# WHAT TO DO
Go line by line through the data below, counting each one that has "vertices", and give the final count only.
Content starts
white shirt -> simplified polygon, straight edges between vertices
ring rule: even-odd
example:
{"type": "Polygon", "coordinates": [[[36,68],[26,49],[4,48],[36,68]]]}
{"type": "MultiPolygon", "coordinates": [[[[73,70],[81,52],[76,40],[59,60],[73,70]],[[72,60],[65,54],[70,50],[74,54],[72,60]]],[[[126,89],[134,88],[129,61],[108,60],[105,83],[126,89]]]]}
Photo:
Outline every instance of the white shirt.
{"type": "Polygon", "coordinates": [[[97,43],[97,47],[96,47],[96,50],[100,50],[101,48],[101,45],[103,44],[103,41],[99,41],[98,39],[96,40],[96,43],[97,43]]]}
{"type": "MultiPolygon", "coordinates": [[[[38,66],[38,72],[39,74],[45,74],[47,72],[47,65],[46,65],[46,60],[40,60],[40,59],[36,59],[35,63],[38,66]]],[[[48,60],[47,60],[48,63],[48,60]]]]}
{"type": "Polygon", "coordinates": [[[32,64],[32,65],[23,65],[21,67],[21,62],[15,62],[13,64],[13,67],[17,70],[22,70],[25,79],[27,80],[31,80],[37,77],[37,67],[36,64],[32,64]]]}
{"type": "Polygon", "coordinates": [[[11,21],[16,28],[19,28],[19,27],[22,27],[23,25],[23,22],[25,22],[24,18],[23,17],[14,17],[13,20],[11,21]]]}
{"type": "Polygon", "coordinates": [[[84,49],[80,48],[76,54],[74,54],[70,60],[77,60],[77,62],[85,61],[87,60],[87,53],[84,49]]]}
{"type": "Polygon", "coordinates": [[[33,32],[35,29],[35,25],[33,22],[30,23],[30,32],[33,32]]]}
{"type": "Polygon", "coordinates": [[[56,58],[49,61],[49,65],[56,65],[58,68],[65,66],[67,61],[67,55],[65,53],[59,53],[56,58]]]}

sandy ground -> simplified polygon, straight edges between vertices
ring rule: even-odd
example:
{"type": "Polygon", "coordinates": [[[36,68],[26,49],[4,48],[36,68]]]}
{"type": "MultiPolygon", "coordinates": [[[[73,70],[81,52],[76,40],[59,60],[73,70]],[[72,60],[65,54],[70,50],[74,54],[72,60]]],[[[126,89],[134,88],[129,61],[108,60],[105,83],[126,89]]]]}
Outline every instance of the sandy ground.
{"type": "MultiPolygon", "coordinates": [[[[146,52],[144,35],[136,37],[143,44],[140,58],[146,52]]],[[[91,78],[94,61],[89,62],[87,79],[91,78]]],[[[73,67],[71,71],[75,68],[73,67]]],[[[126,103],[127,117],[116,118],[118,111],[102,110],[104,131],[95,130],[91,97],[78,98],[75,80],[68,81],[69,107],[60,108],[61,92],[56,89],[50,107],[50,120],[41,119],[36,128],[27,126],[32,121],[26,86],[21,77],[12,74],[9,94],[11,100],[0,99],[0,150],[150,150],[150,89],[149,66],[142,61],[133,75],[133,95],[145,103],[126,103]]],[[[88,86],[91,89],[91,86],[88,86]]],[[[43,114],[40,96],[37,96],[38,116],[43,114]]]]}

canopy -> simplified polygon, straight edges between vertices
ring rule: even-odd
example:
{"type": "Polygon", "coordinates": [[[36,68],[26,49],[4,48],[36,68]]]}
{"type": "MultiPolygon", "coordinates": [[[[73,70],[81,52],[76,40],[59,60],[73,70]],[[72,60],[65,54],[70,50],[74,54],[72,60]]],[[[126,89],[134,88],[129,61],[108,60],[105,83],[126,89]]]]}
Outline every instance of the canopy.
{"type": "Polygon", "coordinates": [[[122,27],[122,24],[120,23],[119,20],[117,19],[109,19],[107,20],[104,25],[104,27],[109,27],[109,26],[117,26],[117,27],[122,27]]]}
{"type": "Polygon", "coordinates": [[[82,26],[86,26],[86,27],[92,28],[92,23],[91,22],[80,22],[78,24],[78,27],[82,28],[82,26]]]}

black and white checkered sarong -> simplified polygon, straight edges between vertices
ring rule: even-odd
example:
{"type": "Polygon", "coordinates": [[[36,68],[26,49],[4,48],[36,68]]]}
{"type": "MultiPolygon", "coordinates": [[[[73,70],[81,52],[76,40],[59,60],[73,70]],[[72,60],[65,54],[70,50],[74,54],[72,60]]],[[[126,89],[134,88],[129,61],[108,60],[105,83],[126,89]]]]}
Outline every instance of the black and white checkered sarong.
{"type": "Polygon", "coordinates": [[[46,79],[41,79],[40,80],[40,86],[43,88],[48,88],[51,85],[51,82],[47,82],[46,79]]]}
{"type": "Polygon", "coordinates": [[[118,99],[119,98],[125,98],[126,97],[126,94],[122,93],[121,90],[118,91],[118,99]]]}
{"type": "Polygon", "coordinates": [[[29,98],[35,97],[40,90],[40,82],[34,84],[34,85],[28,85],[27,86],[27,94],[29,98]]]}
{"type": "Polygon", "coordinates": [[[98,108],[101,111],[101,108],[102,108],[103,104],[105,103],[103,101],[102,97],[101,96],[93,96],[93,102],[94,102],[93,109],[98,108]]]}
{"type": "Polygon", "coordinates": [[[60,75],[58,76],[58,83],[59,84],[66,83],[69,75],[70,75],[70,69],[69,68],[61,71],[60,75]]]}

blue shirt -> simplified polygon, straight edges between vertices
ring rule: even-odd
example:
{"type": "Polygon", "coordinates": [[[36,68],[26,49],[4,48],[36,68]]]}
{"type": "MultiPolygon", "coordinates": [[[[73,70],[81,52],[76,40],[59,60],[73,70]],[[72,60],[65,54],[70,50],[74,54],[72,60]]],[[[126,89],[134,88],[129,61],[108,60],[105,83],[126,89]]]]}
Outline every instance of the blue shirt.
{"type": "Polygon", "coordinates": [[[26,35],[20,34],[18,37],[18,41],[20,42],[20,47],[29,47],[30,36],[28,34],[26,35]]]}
Content ends
# ANSWER BOX
5